— Work to complete —
Each entry below is to be transcribed exactly.

— Record set —
───
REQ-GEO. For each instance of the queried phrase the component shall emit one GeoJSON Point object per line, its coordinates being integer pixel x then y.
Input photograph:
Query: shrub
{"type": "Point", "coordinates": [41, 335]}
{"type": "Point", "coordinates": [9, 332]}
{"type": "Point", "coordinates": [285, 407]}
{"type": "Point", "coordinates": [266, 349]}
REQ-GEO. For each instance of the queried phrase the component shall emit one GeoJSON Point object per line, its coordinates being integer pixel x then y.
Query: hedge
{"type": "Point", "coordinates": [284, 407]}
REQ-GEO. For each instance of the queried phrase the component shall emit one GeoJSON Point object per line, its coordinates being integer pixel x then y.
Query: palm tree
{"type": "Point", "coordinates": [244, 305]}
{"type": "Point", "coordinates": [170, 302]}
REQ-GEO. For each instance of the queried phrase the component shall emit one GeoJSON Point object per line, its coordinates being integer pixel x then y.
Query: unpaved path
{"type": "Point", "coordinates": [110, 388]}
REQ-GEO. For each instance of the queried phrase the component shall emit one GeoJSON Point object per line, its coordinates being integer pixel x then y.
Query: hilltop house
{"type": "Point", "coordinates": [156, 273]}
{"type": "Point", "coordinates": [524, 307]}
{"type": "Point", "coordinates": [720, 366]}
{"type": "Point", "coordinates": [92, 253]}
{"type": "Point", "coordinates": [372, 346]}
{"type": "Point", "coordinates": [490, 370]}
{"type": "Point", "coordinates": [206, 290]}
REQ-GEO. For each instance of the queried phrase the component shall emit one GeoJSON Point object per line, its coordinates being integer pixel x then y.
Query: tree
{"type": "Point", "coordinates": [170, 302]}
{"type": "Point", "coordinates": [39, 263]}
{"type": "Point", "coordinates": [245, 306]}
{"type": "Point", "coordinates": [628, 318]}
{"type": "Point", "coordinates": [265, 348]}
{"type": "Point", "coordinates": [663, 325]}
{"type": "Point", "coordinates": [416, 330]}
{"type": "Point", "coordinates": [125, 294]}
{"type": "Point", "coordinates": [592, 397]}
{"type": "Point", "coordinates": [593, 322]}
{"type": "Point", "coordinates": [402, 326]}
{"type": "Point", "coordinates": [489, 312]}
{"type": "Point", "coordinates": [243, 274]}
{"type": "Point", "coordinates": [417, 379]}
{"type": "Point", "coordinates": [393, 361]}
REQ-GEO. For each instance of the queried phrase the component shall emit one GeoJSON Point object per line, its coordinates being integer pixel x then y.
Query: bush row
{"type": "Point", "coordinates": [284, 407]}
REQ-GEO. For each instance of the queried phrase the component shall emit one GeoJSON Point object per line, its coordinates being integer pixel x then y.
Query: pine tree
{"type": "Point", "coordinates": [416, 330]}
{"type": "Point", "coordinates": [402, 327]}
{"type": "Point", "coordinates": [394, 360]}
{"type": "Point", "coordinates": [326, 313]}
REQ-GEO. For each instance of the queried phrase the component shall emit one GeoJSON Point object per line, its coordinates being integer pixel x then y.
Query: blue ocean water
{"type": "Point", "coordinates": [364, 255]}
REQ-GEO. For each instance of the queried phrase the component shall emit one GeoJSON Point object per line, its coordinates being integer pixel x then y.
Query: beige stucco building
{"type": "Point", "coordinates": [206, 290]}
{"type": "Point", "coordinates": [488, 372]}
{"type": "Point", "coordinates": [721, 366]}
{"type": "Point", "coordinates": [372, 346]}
───
— Correct response —
REQ-GEO. For each instance of the queried phrase the component shall emit one GeoJSON Point object per line, its coordinates being integer pixel x then y.
Input photograph:
Query: shrub
{"type": "Point", "coordinates": [41, 335]}
{"type": "Point", "coordinates": [9, 332]}
{"type": "Point", "coordinates": [285, 407]}
{"type": "Point", "coordinates": [266, 349]}
REQ-GEO. For each instance of the queried phrase the component shall emit one GeoJSON Point object per line, its coordinates being integer pixel x then y.
Query: hedge
{"type": "Point", "coordinates": [284, 407]}
REQ-GEO. For each instance of the queried phrase the component shall emit one GeoJSON Point object per line, its coordinates being integer pixel x then y.
Query: palm tree
{"type": "Point", "coordinates": [244, 305]}
{"type": "Point", "coordinates": [170, 302]}
REQ-GEO. For each instance of the queried phrase the component shall emit one GeoJSON Point object per line, its coordinates being integer pixel x then y.
Query: unpaved path
{"type": "Point", "coordinates": [110, 388]}
REQ-GEO. For each instance of the queried phrase the component shall emit one GeoJSON Point object per line, its coordinates being integer pixel x then y.
Query: hilltop house
{"type": "Point", "coordinates": [156, 273]}
{"type": "Point", "coordinates": [524, 307]}
{"type": "Point", "coordinates": [720, 366]}
{"type": "Point", "coordinates": [92, 253]}
{"type": "Point", "coordinates": [372, 346]}
{"type": "Point", "coordinates": [490, 370]}
{"type": "Point", "coordinates": [206, 290]}
REQ-GEO. For each instance of the queried phrase the component shall emit one GeoJSON Point object per line, its coordinates being integer pixel x then y.
Query: tree
{"type": "Point", "coordinates": [170, 302]}
{"type": "Point", "coordinates": [39, 263]}
{"type": "Point", "coordinates": [245, 306]}
{"type": "Point", "coordinates": [628, 318]}
{"type": "Point", "coordinates": [265, 348]}
{"type": "Point", "coordinates": [663, 325]}
{"type": "Point", "coordinates": [416, 330]}
{"type": "Point", "coordinates": [125, 294]}
{"type": "Point", "coordinates": [592, 397]}
{"type": "Point", "coordinates": [593, 322]}
{"type": "Point", "coordinates": [402, 326]}
{"type": "Point", "coordinates": [489, 312]}
{"type": "Point", "coordinates": [243, 274]}
{"type": "Point", "coordinates": [417, 379]}
{"type": "Point", "coordinates": [393, 361]}
REQ-GEO. For each instance of the queried phrase the component shall emit one GeoJSON Point object per line, its coordinates being integer pixel x then y.
Query: bush row
{"type": "Point", "coordinates": [284, 407]}
REQ-GEO. For each instance of the queried phrase the component shall emit one GeoJSON Point object per line, its coordinates being integer pixel x then y.
Query: pine tree
{"type": "Point", "coordinates": [416, 330]}
{"type": "Point", "coordinates": [402, 327]}
{"type": "Point", "coordinates": [394, 360]}
{"type": "Point", "coordinates": [326, 313]}
REQ-GEO. For each instance of the queried phrase the component shall emit one GeoJSON Point object per line, its coordinates being integer pixel x then y.
Query: blue ocean water
{"type": "Point", "coordinates": [364, 255]}
REQ-GEO. For each instance of the queried phrase the component shall emit one GeoJSON Point object per line, its coordinates being integer pixel x then y.
Query: beige stucco building
{"type": "Point", "coordinates": [206, 290]}
{"type": "Point", "coordinates": [488, 372]}
{"type": "Point", "coordinates": [721, 366]}
{"type": "Point", "coordinates": [372, 346]}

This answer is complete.